**SHORT TASK**
Please repeat the listing below word for word, starting at the line that contains "Locate every instance of the gnarled" and ending at the last line of the listing.

**RECORDS SUPPLIED**

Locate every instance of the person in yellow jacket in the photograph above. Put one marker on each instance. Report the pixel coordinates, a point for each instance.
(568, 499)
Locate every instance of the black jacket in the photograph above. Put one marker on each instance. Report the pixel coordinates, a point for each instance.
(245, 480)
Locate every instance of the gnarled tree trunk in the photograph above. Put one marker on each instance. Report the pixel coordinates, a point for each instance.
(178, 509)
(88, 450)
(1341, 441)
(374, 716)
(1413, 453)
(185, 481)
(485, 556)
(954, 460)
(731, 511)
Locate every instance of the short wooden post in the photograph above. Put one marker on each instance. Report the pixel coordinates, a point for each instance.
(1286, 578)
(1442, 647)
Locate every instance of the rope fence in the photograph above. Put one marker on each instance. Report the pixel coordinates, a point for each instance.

**ANSWER FOR THIS EXERCISE**
Locate every instance of the gnarled tree trunk in the photograph above. Put one marker on each instance. Report the pixel coordinates, a point for each instance.
(178, 509)
(88, 450)
(1341, 441)
(374, 716)
(1413, 453)
(185, 481)
(485, 556)
(954, 460)
(731, 511)
Locate every instance of the short wooden post in the photograph above. Put one marker on each instance. Report the pixel coordinates, a point for each instance.
(1286, 578)
(1442, 647)
Locate every instance of the rope fence in the photograph above. Put one marker on each instance. Report the pixel coordinates, a point for each instance.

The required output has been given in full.